> [WORK INSTRUCTIONS] Reproduce the listing below, substituting "marker" for every occurrence of "pin" and leaving all other text unchanged.

### EXERCISE MATERIAL

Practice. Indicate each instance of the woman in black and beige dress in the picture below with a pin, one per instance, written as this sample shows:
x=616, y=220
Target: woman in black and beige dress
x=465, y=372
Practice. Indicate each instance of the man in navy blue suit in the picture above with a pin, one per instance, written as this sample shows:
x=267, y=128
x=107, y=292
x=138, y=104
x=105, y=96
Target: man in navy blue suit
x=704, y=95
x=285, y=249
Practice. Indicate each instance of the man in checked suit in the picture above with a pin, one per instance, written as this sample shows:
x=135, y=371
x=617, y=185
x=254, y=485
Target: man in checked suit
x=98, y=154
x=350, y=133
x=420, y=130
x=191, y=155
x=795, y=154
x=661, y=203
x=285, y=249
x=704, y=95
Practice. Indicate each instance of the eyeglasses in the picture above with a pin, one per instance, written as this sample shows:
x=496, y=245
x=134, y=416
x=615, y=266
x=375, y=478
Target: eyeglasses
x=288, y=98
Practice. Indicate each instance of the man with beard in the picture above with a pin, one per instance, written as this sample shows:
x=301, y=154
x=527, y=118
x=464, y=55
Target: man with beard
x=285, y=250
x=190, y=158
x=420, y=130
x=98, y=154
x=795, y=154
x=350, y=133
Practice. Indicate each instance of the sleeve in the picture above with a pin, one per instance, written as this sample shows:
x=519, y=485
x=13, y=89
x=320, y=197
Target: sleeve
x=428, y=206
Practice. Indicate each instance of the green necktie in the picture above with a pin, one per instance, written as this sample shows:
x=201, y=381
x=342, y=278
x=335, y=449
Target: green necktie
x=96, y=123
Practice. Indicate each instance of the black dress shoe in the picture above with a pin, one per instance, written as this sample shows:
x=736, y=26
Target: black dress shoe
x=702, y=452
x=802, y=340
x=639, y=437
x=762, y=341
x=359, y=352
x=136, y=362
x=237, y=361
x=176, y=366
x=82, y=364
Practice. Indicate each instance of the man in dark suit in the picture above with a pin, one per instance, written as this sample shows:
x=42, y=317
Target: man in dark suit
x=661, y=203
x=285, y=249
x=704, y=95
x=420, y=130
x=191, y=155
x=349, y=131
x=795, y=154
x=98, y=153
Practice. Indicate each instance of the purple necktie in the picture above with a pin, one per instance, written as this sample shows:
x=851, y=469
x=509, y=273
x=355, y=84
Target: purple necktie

######

> [ANSWER FOR THIS EXERCISE]
Practice. Indicate each instance of the woman in black and beige dress in the picture below with a marker, one per instance, written as this sample shows:
x=616, y=220
Target: woman in black and beige dress
x=465, y=372
Practice. Indicate each instance of the man in navy blue suit in the picture above with a marker, one per instance, written as this sample shows:
x=267, y=128
x=107, y=292
x=138, y=104
x=105, y=96
Target: man in navy blue suit
x=704, y=95
x=285, y=249
Practice. Indicate each instance of the man in checked suit in the picture above with a marker, one per instance, written as this sample shows:
x=135, y=371
x=617, y=185
x=254, y=485
Target: man in checked suit
x=98, y=154
x=350, y=133
x=420, y=130
x=191, y=155
x=795, y=154
x=661, y=203
x=285, y=249
x=704, y=95
Practice. Indicate each instance of the eyeglasses in the picture above with a marker, one per instance, written as this sample shows:
x=496, y=245
x=134, y=416
x=615, y=266
x=375, y=478
Target: eyeglasses
x=288, y=98
Practice. Indicate each instance of the man with beard in the picture above with a marker, one per instance, written as this sample shows:
x=301, y=154
x=527, y=118
x=464, y=55
Target: man with beard
x=285, y=250
x=190, y=158
x=420, y=130
x=98, y=154
x=795, y=154
x=350, y=133
Practice. Indicate each instance of the sleeve in the picture above with a marker, one per instance, written as this sample shows:
x=519, y=485
x=13, y=89
x=320, y=197
Target: sleeve
x=428, y=206
Practice. Indicate each instance of the green necktie in the picture above with a marker, one per instance, written as this sample shows:
x=201, y=381
x=342, y=278
x=335, y=449
Target: green necktie
x=96, y=123
Practice. Indicate each instance of the black dress shoe in the picture above with a marker, one per instance, written as this sample shows:
x=736, y=26
Target: black dress shoe
x=702, y=452
x=802, y=340
x=639, y=437
x=762, y=341
x=359, y=352
x=136, y=362
x=237, y=361
x=176, y=366
x=82, y=364
Practice. Indicate each instance of the man in dark suit in the picture above with a marker, one per instance, written as this sample shows:
x=42, y=317
Target: man in dark suit
x=661, y=203
x=285, y=249
x=704, y=95
x=420, y=130
x=191, y=155
x=349, y=131
x=795, y=154
x=98, y=153
Practice. Indicate each instance of the purple necktie in the picture above with a marker, one per instance, written as this sample shows:
x=851, y=469
x=509, y=273
x=355, y=84
Target: purple necktie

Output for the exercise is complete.